- **SHORT EXERCISE**
Can you render the entries, from the line containing "Task: mark the sunset" through the end of the entries, as a Markdown table with the columns Row and Line, one line per row, with blank lines omitted?

- **TASK DATA**
━━━━━━

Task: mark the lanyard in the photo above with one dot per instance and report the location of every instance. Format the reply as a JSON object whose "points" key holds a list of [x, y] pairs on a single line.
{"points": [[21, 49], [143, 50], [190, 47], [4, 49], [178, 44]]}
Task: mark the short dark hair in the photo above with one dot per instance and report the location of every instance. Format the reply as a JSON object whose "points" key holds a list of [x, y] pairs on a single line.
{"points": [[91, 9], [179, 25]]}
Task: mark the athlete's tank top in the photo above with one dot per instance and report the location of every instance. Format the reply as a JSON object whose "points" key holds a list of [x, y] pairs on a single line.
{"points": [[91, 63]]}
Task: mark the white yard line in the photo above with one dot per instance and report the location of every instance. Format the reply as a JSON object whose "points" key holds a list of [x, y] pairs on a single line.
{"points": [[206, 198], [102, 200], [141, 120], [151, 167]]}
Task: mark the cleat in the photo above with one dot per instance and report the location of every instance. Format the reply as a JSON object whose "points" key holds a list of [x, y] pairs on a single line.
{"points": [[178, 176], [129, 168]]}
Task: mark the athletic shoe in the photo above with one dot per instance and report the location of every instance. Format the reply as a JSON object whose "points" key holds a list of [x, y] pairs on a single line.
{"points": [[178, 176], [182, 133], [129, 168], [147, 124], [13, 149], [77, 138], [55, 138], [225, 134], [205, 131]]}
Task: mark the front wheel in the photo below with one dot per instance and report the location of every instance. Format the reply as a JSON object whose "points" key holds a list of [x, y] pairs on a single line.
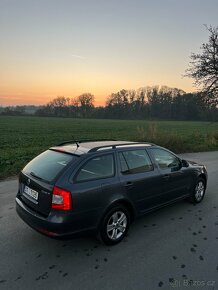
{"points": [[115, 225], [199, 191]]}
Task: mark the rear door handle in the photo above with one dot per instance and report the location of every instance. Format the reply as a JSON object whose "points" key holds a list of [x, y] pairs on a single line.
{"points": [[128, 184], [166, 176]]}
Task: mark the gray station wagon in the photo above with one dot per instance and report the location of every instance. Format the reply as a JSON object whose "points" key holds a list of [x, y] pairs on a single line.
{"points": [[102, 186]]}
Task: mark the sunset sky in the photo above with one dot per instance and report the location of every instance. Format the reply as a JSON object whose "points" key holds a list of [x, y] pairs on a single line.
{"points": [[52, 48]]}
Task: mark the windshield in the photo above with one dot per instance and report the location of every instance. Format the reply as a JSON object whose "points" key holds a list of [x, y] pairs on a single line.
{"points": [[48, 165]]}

━━━━━━

- **CORRECT RESPONSE**
| Row | Line |
|---|---|
| 1 | Task: mark the sunset sky in the photo above with one dot per instance and report the location of every instance. Format the reply as a JSON object whose "points" key holds a list of [x, y] pairs on a single line. |
| 2 | {"points": [[52, 48]]} |
| 3 | Task: mark the windshield in the photo above with one dot per instance and report the location of every instance. Format the reply as a JSON object whose "points" key holds a list of [x, y] pairs on a single line. |
| 4 | {"points": [[48, 165]]} |